▸ **DATASET EXCERPTS**

• • • • • • •

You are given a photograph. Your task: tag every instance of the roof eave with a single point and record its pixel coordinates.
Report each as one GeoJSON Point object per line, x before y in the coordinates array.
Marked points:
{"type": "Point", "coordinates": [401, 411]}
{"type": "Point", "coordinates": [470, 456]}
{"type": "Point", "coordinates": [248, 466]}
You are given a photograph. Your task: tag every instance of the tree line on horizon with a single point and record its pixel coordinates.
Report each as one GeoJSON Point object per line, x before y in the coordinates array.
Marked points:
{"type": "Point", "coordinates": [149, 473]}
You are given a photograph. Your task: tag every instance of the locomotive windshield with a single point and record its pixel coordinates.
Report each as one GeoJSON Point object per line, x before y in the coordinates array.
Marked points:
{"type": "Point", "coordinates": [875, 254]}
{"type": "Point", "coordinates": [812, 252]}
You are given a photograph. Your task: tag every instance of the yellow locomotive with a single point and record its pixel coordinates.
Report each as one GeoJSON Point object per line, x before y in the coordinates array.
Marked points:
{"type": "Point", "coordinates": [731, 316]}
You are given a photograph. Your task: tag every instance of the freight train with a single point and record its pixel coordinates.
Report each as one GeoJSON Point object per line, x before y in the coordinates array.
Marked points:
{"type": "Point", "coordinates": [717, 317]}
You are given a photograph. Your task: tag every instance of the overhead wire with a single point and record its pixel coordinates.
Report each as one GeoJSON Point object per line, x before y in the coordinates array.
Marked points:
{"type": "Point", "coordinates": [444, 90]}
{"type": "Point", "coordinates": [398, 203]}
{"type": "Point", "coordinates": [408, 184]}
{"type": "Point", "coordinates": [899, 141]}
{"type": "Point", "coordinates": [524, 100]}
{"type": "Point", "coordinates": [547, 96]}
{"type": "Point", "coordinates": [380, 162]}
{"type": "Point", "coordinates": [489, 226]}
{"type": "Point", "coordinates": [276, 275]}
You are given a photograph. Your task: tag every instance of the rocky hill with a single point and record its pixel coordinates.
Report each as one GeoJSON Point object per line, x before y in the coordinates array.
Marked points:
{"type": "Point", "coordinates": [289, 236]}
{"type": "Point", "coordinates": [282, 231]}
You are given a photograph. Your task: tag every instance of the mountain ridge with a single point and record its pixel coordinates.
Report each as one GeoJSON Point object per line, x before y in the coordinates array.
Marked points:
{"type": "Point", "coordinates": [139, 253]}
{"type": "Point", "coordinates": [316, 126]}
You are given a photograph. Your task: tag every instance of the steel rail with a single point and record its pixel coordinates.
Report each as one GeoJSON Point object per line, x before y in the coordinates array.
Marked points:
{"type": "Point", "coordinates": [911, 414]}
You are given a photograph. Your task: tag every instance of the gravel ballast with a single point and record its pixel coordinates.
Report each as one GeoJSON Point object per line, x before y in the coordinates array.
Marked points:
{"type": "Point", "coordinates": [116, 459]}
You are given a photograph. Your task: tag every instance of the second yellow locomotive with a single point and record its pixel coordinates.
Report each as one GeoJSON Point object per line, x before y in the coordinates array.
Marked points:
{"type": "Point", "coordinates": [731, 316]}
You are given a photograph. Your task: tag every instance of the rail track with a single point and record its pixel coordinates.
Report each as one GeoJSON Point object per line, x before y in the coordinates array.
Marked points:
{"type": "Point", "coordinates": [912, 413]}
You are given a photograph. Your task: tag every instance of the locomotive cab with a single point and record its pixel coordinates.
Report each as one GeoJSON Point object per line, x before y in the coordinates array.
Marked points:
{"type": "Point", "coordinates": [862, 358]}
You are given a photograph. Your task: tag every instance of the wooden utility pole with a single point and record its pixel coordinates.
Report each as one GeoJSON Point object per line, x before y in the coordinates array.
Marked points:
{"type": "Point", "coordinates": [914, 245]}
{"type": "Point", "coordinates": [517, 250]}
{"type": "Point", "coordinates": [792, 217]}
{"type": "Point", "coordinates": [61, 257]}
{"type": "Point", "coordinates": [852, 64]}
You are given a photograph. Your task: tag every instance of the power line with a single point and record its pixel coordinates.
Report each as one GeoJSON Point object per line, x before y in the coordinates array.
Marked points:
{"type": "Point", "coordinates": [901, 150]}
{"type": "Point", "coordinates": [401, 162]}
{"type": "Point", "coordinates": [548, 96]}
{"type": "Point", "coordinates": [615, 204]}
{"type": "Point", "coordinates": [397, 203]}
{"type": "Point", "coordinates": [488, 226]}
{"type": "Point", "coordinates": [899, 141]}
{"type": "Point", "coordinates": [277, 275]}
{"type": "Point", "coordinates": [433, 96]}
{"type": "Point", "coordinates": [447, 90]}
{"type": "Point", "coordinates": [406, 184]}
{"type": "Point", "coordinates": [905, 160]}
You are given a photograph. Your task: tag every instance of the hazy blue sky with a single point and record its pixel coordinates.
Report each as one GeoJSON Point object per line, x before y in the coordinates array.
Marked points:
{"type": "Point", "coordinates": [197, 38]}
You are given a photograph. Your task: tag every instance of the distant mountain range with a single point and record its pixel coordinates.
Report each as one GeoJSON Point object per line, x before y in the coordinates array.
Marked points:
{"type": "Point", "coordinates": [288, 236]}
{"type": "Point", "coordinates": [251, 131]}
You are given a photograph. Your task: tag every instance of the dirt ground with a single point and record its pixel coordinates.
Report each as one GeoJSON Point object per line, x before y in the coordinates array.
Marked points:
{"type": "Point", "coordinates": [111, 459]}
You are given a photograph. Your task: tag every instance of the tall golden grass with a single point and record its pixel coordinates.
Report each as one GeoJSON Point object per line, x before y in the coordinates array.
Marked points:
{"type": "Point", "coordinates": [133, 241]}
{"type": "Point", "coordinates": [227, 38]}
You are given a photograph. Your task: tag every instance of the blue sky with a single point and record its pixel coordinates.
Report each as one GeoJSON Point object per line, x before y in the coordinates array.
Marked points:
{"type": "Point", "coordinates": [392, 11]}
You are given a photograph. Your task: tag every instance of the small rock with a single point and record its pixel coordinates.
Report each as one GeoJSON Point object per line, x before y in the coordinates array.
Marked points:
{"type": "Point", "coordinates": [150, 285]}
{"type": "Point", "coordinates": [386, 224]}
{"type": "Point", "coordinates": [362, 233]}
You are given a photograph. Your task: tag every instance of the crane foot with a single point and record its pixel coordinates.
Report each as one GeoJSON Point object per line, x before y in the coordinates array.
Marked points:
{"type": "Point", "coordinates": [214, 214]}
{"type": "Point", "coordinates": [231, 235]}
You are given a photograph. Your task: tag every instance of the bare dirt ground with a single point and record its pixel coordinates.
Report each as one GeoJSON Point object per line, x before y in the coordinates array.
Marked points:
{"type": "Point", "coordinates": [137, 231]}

• • • • • • •

▸ **WORK TO BE COMPLETED**
Set down only these lines, exactly: the line containing "of the blue" and each line after it, through the end of the listing.

▸ **RESPONSE**
You are given a photograph. Your task: tag every instance of the blue sky with a single point and record its pixel coordinates.
Report each as one GeoJSON Point object per line, x before y in the coordinates array.
Marked points:
{"type": "Point", "coordinates": [392, 11]}
You are given a photograph. Your task: tag every instance of the small rock with a single point and record its pixel coordinates.
Report each as one GeoJSON Point object per line, x before y in the coordinates array.
Marked points:
{"type": "Point", "coordinates": [150, 285]}
{"type": "Point", "coordinates": [386, 224]}
{"type": "Point", "coordinates": [362, 233]}
You are given a photograph. Your task: tag every instance of the crane foot with a single point and record its pixel coordinates.
Report each as one GeoJSON Point object per line, x before y in the coordinates array.
Marked points:
{"type": "Point", "coordinates": [214, 214]}
{"type": "Point", "coordinates": [231, 235]}
You are given a photograph. Your task: tag every instance of the bare dirt ground with a single point and record its pixel coordinates.
Report each as one GeoJSON Point object per line, x before y in the coordinates array.
Marked points:
{"type": "Point", "coordinates": [137, 231]}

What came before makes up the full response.